▶ [EXERCISE TEXT]
_____
Other churches may be more majestic, but none are more Venetian than this 12th-century church with a history of service to the poor. It once served as a shelter for women, and its portico protected the Mendicoli (beggars) to whom it owes its name. The tiny and picturesque campo (piazza) outside is a miniature Venice, surrounded on three sides by canals and depicting a column with the lion of San Marco. The dark interior is illuminated by an 18th century gilded portico and many bright paintings, including Giovanni Palma’s masterpiece “Resurrection” (1610) behind, to the left of the organ. The right front chapel is a typical Venetian response to Rome’s insistent orders to limit music in Venetian churches: Madonna in Gloria, fully enjoying the concert of angels on flutes, lutes and violins.
_____
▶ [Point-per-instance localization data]
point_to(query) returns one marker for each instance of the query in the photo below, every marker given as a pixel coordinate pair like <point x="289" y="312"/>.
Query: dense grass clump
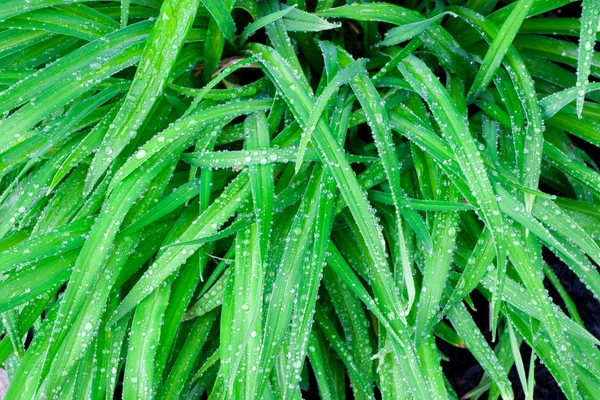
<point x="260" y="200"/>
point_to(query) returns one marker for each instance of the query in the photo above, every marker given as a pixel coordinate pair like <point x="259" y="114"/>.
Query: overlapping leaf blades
_____
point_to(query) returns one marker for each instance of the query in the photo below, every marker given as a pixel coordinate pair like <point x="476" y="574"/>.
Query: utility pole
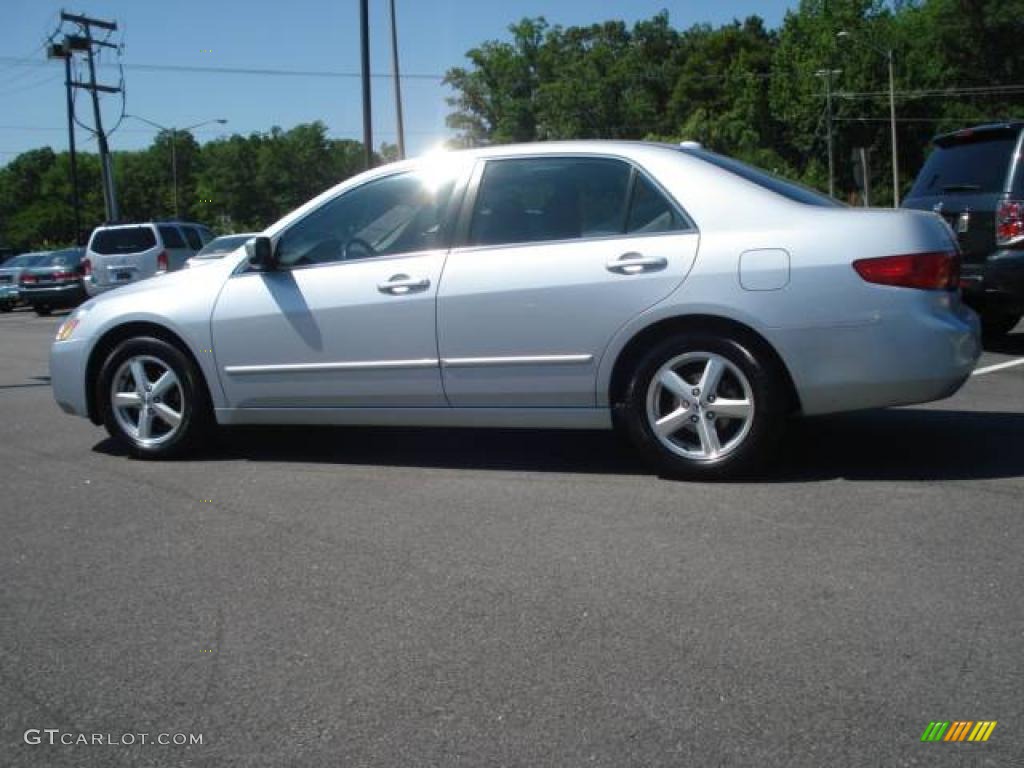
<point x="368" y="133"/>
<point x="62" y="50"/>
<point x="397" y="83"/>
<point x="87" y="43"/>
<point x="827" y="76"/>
_____
▶ [WORK TO COMPLETE]
1. In the church description, what is the name for the beggars that the church's portico protected?
2. Restate word for word the passage of the church description that begins at the words "Other churches may" and stops after the words "lutes and violins.".
3. According to the church description, why is the right front chapel called a typical Venetian response?
The rows stand apart from the church description and form separate material.

▶ [EXPECTED OUTPUTS]
1. The Mendicoli.

2.
Other churches may be more majestic, but none are more Venetian than this 12th-century church with a history of service to the poor. It once served as a shelter for women, and its portico protected the Mendicoli (beggars) to whom it owes its name. The tiny and picturesque campo (piazza) outside is a miniature Venice, surrounded on three sides by canals and depicting a column with the lion of San Marco. The dark interior is illuminated by an 18th century gilded portico and many bright paintings, including Giovanni Palma’s masterpiece “Resurrection” (1610) behind, to the left of the organ. The right front chapel is a typical Venetian response to Rome’s insistent orders to limit music in Venetian churches: Madonna in Gloria, fully enjoying the concert of angels on flutes, lutes and violins.

3. Rome had insistently ordered that music be limited in Venetian churches. The chapel answers with Madonna in Gloria, who fully enjoys a concert of angels on flutes, lutes and violins.